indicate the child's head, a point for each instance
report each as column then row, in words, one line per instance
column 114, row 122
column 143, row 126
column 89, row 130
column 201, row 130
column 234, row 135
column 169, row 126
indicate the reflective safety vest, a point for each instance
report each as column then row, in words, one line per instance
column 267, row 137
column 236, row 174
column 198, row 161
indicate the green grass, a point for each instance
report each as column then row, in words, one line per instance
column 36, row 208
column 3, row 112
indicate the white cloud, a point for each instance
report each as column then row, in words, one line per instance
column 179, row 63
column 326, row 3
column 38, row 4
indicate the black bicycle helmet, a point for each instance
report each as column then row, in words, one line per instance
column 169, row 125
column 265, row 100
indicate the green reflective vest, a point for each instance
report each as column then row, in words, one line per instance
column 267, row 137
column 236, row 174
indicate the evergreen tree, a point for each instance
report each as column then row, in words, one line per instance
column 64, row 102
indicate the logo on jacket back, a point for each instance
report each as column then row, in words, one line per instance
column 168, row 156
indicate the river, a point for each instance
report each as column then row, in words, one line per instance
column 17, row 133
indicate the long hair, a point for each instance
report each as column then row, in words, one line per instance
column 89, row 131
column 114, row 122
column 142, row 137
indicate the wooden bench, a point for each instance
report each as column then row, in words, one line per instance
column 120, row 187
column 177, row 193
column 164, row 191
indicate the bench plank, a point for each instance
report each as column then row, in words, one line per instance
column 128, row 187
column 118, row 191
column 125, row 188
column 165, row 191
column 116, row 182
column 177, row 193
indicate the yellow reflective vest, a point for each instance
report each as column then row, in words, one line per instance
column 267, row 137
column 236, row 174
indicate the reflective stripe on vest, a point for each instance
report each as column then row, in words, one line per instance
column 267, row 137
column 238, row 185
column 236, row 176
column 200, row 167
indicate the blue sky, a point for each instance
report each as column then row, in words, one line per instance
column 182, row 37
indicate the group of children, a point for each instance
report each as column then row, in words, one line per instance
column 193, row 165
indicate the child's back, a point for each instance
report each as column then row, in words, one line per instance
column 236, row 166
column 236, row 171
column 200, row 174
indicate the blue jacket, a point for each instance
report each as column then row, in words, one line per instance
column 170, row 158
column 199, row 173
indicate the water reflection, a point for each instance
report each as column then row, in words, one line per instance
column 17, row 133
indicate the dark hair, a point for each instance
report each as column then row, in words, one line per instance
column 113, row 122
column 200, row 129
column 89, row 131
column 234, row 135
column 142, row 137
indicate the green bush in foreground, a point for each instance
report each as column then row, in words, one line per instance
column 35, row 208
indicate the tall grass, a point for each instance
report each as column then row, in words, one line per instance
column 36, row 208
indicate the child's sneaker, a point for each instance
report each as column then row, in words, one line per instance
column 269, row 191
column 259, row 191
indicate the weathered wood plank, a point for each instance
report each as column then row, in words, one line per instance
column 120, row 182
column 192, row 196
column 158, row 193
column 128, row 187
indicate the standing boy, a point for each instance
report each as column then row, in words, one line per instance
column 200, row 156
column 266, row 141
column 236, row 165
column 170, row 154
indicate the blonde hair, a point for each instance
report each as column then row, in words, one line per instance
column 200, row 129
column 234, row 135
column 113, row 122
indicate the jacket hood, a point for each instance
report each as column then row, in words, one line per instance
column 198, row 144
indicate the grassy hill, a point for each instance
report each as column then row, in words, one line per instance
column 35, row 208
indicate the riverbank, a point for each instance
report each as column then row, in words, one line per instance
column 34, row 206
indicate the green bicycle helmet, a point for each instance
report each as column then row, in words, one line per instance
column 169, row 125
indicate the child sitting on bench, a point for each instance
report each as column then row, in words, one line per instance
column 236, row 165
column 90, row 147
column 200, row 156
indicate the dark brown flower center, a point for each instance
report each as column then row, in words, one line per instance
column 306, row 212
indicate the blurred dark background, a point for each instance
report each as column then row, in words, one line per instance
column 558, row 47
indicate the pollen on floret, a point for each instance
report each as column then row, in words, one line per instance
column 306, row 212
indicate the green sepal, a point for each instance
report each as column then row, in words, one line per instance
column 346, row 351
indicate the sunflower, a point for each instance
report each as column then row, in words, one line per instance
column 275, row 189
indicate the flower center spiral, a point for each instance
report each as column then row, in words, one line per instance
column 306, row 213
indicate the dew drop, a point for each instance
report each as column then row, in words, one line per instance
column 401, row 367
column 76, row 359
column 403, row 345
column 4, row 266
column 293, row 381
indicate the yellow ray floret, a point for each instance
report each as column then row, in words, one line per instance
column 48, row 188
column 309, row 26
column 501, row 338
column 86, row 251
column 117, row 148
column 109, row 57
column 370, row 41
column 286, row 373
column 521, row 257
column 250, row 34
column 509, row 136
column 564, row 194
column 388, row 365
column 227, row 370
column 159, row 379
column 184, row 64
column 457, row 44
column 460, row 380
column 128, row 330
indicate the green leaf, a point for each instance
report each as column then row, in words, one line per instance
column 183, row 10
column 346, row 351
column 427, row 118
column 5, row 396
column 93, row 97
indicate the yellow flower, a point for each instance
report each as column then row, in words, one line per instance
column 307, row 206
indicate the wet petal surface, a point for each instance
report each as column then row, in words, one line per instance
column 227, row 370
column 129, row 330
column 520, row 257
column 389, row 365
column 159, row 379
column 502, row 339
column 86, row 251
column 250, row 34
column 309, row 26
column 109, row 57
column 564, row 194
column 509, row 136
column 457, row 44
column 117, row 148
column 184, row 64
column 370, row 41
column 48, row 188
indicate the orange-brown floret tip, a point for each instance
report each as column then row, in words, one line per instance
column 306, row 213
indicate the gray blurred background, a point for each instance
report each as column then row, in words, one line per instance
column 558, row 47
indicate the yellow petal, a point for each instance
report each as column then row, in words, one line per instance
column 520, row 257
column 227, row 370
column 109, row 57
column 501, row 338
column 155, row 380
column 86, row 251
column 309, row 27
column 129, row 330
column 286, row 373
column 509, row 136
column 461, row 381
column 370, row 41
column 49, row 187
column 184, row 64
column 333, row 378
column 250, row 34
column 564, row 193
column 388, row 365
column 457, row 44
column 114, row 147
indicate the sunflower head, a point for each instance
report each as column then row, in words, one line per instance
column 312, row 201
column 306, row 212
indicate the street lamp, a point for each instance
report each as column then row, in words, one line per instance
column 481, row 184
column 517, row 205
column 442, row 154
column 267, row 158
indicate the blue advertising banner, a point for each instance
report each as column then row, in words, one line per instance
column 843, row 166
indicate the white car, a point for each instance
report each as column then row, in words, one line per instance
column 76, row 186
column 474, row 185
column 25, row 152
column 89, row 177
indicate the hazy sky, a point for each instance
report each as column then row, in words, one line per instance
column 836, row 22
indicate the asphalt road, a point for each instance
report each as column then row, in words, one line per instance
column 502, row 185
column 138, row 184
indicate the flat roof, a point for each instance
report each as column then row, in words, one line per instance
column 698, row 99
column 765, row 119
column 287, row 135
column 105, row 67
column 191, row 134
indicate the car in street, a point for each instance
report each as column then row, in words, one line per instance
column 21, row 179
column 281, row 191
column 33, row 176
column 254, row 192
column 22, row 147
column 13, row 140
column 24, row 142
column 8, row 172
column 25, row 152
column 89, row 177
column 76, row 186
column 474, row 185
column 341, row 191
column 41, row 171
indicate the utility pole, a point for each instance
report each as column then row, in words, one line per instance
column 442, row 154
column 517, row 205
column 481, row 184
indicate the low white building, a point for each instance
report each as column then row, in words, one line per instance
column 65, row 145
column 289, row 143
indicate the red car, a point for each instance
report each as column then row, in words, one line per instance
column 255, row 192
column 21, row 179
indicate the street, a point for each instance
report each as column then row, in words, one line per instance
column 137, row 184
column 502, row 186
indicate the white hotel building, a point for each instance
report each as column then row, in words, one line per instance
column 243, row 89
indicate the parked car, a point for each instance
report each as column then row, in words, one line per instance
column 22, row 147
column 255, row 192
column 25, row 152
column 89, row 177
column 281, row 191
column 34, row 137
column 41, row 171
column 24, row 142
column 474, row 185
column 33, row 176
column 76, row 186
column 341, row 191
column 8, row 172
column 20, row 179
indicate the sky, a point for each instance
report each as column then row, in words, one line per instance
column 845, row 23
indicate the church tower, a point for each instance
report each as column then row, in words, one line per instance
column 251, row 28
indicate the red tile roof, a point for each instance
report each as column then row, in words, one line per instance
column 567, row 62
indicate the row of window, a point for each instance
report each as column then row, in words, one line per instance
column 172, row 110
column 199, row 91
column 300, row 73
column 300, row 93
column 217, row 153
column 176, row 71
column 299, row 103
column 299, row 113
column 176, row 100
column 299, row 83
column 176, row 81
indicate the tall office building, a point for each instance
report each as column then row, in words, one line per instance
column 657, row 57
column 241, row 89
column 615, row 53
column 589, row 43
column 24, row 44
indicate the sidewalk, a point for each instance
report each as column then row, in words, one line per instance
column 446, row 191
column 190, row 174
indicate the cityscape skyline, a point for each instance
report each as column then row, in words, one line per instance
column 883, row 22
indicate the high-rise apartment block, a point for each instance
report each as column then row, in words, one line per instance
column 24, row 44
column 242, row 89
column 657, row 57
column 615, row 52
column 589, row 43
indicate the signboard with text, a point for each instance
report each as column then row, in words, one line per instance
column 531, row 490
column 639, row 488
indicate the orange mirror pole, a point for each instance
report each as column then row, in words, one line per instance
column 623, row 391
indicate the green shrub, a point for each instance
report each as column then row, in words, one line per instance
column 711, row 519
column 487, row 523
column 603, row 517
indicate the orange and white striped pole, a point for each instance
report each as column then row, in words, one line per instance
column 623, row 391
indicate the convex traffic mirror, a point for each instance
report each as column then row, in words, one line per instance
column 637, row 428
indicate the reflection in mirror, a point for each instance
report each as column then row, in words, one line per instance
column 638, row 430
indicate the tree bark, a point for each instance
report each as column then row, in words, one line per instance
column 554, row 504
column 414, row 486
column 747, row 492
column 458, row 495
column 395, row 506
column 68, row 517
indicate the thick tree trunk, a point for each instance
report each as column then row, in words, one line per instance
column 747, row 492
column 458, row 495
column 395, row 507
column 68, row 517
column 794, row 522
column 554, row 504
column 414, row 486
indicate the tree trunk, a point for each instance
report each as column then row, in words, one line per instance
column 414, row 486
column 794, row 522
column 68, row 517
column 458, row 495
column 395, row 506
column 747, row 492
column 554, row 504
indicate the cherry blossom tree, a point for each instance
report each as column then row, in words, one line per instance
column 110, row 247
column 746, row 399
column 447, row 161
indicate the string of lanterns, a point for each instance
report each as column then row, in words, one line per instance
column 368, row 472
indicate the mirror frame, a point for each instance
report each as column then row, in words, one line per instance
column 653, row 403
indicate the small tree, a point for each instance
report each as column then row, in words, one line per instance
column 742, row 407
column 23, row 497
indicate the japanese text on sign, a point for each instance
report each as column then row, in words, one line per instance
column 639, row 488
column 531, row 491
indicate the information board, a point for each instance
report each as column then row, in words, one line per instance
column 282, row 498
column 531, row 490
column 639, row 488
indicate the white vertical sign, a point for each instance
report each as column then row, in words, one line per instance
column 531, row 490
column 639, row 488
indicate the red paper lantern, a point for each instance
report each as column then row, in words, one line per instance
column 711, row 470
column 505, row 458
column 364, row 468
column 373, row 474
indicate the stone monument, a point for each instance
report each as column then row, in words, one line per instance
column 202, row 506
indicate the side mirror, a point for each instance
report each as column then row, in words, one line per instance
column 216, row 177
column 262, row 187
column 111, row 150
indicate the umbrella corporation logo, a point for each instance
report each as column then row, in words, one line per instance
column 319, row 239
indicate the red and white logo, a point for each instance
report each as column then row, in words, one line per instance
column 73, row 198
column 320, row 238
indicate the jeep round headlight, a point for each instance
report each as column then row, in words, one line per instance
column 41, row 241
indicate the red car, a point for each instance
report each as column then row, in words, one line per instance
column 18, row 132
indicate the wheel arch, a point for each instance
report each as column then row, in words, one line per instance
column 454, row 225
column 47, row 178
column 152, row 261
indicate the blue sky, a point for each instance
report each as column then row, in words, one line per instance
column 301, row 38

================

> **What the task asks**
Beginning with the line above that contains "indicate the dark brown", copy each line exactly up to and including the line that contains "indicate the green sepal, a", and go no further.

> **Exercise answer**
indicate the dark brown flower center, a point for each instance
report each as column then row, in words, one line per instance
column 306, row 212
indicate the blurred dark background, a point for each instance
report each as column then row, in words, one line per instance
column 558, row 47
indicate the pollen on floret, a point for each instance
report each as column then row, in words, one line per instance
column 306, row 212
indicate the green sepal, a point for each instance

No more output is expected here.